((
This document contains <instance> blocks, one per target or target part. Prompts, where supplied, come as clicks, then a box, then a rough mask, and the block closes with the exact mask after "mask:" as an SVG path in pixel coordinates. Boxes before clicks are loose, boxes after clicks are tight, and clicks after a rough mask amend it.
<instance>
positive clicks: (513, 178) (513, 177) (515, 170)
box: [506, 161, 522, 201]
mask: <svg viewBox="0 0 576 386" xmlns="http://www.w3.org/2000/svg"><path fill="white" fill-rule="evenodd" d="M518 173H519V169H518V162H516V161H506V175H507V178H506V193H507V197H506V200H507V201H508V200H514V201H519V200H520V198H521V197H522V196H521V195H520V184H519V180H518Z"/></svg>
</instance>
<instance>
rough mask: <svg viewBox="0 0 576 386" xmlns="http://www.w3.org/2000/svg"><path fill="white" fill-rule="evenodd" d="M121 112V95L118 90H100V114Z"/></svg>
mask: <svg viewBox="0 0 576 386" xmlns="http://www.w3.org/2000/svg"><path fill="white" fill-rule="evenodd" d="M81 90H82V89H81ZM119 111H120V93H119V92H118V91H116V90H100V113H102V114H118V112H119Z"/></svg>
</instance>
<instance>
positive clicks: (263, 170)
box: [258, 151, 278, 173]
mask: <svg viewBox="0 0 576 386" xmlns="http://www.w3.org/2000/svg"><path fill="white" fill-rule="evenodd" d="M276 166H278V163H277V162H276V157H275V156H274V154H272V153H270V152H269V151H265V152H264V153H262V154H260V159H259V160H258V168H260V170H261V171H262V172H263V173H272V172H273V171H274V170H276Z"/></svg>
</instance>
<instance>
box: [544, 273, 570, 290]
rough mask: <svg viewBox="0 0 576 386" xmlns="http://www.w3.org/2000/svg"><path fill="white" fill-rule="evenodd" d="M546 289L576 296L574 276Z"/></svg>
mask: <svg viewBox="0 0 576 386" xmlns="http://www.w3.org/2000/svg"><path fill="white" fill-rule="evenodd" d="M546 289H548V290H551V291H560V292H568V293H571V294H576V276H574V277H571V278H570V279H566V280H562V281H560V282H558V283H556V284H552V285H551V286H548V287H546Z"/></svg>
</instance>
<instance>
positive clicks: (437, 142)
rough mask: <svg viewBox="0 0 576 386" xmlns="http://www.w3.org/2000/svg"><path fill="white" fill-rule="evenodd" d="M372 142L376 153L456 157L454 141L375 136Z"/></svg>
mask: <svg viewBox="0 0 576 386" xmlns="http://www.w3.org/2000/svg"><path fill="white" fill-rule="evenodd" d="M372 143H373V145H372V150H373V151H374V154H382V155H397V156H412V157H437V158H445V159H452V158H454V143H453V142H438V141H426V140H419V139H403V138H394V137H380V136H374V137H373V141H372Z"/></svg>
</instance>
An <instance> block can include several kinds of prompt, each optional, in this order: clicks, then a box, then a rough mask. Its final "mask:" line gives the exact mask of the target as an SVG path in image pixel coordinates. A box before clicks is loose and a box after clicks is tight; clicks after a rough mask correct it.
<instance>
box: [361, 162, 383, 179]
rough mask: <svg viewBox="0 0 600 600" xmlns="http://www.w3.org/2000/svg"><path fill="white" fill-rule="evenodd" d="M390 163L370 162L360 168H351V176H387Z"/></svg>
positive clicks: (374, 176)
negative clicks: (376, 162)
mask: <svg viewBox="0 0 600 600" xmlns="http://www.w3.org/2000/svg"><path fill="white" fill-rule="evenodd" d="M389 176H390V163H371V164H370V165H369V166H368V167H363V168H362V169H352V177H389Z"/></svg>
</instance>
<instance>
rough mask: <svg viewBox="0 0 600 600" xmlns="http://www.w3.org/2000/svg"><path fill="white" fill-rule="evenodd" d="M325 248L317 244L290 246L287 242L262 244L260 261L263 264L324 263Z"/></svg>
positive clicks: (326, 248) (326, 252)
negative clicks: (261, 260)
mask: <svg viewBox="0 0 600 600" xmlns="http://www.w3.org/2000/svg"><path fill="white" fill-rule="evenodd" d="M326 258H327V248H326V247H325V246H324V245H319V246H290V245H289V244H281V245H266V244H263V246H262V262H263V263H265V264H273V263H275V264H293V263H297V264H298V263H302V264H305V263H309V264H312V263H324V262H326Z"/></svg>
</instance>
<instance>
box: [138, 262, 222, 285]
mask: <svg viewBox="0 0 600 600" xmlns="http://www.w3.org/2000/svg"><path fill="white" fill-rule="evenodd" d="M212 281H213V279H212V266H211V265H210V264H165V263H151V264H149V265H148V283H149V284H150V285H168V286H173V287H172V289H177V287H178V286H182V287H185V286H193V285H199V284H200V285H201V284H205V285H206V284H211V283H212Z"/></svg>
))
Copy out every line above where "positive" is present.

• _Result of this task_
positive clicks: (513, 178) (513, 177) (515, 170)
positive clicks: (263, 170)
positive clicks: (437, 142)
positive clicks: (374, 176)
positive clicks: (326, 248) (326, 252)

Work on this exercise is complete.